++++ DOCUMENT EXTRACT

We could not have carried out our field work and laboratory analyses without generous funding from the following foundations, granting agencies, and institutions: The Social Sciences and Humanities Research Council of Canada, Loeb Classical Library Foundation, Taggart Foundation, University of Victoria, and University of Colorado at Boulder. A generous last-minute grant from the Planet Ocean Exploration Foundation topped up the funds needed for the publication subvention for this book.
The staff and associated faculty at the Oxford Centre for Maritime Archaeology provided enormous scholarly and practical advice, particularly Mr. Franck Goddio, Mr. Jonathan Cole, Dr. Damian Robinson, and Prof. Andrew Wilson.
At the University of California at Berkeley, Professor Paulo J. M. Monteiro, in the Department of Civil and Environmental Engineering, and Professor Hans-Rudolf Wenk at the Department of Earth and Planetary Science, and graduate students and colleagues, Ms. Sejung R. Chae, Dr. Abdul-Hamid Emwas, Dr. Penghui Li, Dr. Cagla Meral, Dr. Juhyuk Moon, Dr. Sean Mulcahy, and Dr. Rae Taylor, collaborated with M. D. Jackson in innovative investigations of the fine-scale compositions and material characteristics of the cementitious binding hydrates of the ancient sea-water concretes. Mr. T. Teague provided especially valuable laboratory support. Many of these experiments were conducted at the Advanced Light Source of the Lawrence Berkeley Laboratories. Professor Barry Scheetz, at Pennsylvania State University, also contributed to this research.
At the American Academy in Rome, Dr. Lester Little and Dr. Archer Martin generously facilitated our planning and permit applications in Italy.

++++++++
++++ ROWS

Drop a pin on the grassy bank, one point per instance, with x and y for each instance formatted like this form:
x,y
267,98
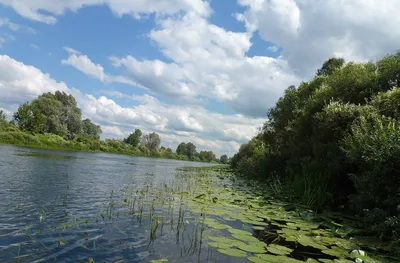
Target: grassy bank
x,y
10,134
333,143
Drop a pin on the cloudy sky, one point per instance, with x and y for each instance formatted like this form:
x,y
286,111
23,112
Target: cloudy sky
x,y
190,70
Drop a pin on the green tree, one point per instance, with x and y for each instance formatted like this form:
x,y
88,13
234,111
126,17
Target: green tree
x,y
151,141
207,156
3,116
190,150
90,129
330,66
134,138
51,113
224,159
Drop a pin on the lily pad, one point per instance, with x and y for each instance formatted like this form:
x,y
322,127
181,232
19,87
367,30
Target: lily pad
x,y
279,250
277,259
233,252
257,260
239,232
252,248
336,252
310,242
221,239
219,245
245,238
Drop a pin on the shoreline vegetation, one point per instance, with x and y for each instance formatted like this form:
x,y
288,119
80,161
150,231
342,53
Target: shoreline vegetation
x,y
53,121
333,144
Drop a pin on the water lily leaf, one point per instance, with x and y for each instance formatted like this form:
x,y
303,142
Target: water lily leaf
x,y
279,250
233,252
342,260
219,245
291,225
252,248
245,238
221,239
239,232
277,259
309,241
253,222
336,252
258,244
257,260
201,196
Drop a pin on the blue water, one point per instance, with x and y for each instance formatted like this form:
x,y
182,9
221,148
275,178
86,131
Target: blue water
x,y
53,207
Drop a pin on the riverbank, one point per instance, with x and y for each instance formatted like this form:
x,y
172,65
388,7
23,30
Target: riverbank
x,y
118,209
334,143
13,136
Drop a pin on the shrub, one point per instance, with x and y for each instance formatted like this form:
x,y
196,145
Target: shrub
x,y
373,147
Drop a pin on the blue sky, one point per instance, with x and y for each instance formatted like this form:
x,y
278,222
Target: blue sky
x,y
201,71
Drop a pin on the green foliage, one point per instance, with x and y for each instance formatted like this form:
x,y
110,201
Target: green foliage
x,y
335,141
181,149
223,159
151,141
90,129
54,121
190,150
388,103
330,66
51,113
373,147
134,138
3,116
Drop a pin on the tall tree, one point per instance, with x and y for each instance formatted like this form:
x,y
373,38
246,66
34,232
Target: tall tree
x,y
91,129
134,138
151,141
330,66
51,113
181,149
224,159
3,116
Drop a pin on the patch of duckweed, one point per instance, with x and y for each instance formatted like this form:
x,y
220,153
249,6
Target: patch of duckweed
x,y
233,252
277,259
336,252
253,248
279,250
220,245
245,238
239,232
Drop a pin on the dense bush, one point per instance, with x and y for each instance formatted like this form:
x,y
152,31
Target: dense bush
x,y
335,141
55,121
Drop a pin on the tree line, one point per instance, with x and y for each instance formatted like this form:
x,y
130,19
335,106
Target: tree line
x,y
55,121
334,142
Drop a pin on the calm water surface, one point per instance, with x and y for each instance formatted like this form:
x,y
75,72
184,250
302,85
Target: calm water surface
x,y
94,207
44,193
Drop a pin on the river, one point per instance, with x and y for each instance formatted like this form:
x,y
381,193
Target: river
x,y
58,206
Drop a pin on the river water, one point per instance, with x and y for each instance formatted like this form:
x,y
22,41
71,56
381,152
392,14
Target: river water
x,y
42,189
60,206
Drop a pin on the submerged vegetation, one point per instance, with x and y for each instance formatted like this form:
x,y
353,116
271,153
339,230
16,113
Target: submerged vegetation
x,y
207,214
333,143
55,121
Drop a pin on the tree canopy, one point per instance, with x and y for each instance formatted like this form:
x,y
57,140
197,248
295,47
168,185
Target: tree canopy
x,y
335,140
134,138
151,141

++++++++
++++ ROWS

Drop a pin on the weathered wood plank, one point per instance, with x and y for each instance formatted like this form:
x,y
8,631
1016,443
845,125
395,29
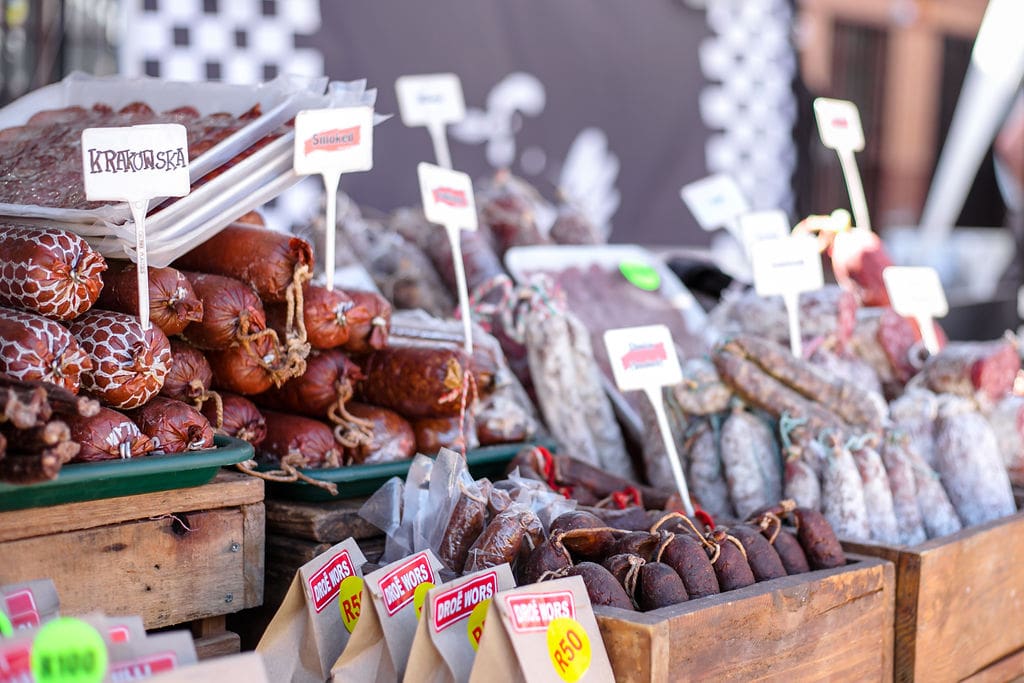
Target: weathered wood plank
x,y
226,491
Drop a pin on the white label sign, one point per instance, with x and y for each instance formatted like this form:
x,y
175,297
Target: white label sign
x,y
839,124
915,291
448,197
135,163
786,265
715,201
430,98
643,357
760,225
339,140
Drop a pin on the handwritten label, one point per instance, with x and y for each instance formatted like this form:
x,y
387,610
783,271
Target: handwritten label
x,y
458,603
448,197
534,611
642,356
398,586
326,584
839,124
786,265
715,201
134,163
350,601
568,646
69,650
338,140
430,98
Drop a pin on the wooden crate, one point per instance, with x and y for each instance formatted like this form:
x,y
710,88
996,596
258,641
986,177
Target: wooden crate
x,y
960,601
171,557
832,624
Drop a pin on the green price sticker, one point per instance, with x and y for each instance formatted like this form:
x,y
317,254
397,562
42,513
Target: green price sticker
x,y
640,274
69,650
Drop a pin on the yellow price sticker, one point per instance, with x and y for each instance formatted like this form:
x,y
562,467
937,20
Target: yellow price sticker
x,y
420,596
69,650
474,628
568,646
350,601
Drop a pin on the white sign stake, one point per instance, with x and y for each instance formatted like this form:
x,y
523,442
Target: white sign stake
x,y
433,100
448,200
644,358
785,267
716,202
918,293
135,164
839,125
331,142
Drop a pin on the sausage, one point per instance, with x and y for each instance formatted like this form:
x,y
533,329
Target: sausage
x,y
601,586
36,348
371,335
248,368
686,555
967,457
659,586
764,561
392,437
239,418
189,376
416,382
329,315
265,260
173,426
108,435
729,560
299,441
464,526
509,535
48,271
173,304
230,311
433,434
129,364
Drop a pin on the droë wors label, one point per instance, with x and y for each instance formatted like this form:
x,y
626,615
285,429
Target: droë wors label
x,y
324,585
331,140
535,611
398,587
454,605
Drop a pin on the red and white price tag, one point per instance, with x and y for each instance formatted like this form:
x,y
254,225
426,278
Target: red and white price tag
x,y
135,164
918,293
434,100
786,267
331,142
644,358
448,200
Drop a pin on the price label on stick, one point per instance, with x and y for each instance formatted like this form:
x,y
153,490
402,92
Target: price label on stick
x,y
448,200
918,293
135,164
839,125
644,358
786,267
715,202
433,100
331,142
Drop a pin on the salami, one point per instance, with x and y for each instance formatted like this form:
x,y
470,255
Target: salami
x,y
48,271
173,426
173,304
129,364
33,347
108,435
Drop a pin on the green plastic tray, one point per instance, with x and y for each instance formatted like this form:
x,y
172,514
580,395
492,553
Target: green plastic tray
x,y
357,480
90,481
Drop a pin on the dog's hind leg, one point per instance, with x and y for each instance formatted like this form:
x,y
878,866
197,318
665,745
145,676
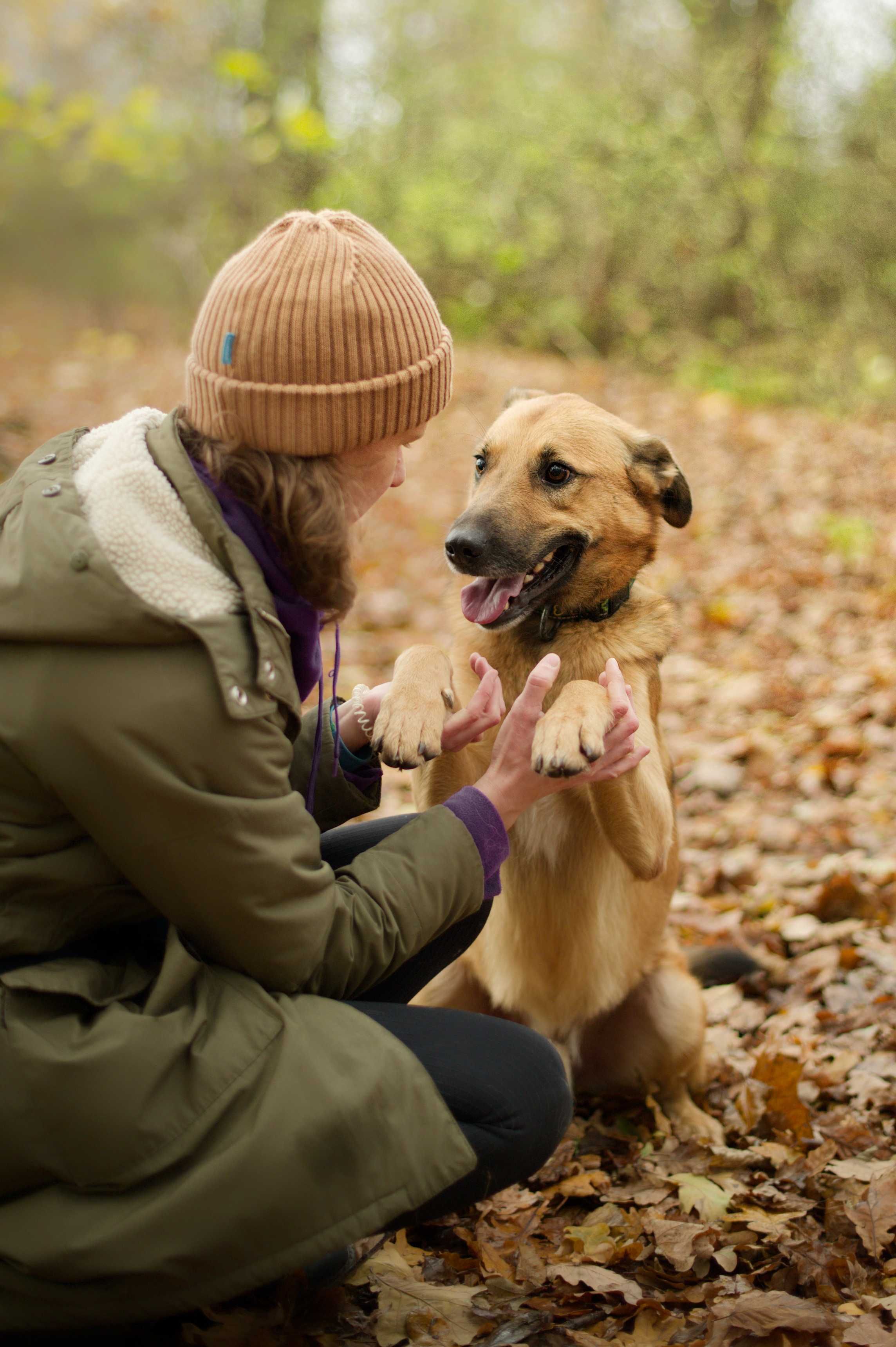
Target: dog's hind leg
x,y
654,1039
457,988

++++++++
++++ ROWS

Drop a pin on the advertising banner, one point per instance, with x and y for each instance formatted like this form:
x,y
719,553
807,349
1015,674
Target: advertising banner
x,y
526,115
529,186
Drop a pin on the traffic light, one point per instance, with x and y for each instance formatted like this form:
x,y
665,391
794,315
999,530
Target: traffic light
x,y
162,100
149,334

++++++++

:: EXERCISE TASK 1 ::
In the acknowledgments, whose last-minute grant helped cover the publication subvention for the book?
:: EXERCISE TASK 2 ::
Retype part of the acknowledgments word for word. Begin at the words "At the University" and stop after "to this research.".
:: EXERCISE TASK 3 ::
According to the acknowledgments, which people at the Oxford Centre for Maritime Archaeology are singled out for giving advice?

:: REPLY 1 ::
The Planet Ocean Exploration Foundation

:: REPLY 2 ::
At the University of California at Berkeley, Professor Paulo J. M. Monteiro, in the Department of Civil and Environmental Engineering, and Professor Hans-Rudolf Wenk at the Department of Earth and Planetary Science, and graduate students and colleagues, Ms. Sejung R. Chae, Dr. Abdul-Hamid Emwas, Dr. Penghui Li, Dr. Cagla Meral, Dr. Juhyuk Moon, Dr. Sean Mulcahy, and Dr. Rae Taylor, collaborated with M. D. Jackson in innovative investigations of the fine-scale compositions and material characteristics of the cementitious binding hydrates of the ancient sea-water concretes. Mr. T. Teague provided especially valuable laboratory support. Many of these experiments were conducted at the Advanced Light Source of the Lawrence Berkeley Laboratories. Professor Barry Scheetz, at Pennsylvania State University, also contributed to this research.

:: REPLY 3 ::
Mr. Franck Goddio, Mr. Jonathan Cole, Dr. Damian Robinson, Prof. Andrew Wilson